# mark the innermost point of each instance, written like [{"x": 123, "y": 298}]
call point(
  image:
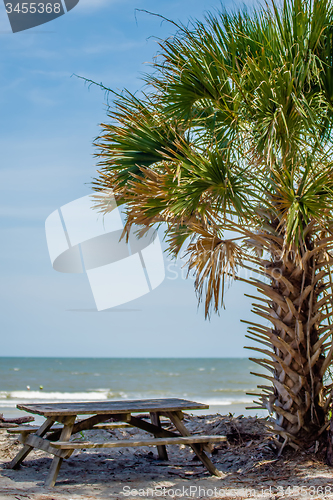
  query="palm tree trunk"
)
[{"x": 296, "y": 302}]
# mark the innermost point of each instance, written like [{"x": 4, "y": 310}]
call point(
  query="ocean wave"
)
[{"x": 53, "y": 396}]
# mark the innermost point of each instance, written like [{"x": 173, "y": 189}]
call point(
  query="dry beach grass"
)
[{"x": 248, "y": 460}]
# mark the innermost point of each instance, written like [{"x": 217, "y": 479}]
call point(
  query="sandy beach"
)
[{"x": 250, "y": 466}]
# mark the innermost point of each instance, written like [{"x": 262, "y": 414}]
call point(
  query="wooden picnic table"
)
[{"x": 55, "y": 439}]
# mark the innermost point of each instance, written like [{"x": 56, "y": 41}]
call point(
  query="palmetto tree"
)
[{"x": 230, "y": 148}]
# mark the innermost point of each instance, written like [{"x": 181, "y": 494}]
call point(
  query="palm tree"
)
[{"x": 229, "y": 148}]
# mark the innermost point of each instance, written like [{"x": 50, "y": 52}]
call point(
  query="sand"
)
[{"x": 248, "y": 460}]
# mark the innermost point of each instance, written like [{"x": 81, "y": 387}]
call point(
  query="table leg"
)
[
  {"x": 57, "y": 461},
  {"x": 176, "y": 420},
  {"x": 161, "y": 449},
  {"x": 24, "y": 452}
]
══════════
* _HOW TO COMPLETE THIS TASK_:
Which lines of the data above contain the string "query"? Copy each of them.

* _EXERCISE OUTPUT_:
  query="palm tree trunk"
  query="ocean wave"
  query="dry beach grass"
  query="sandy beach"
  query="wooden picnic table"
  query="palmetto tree"
  query="palm tree"
  query="sand"
  query="table leg"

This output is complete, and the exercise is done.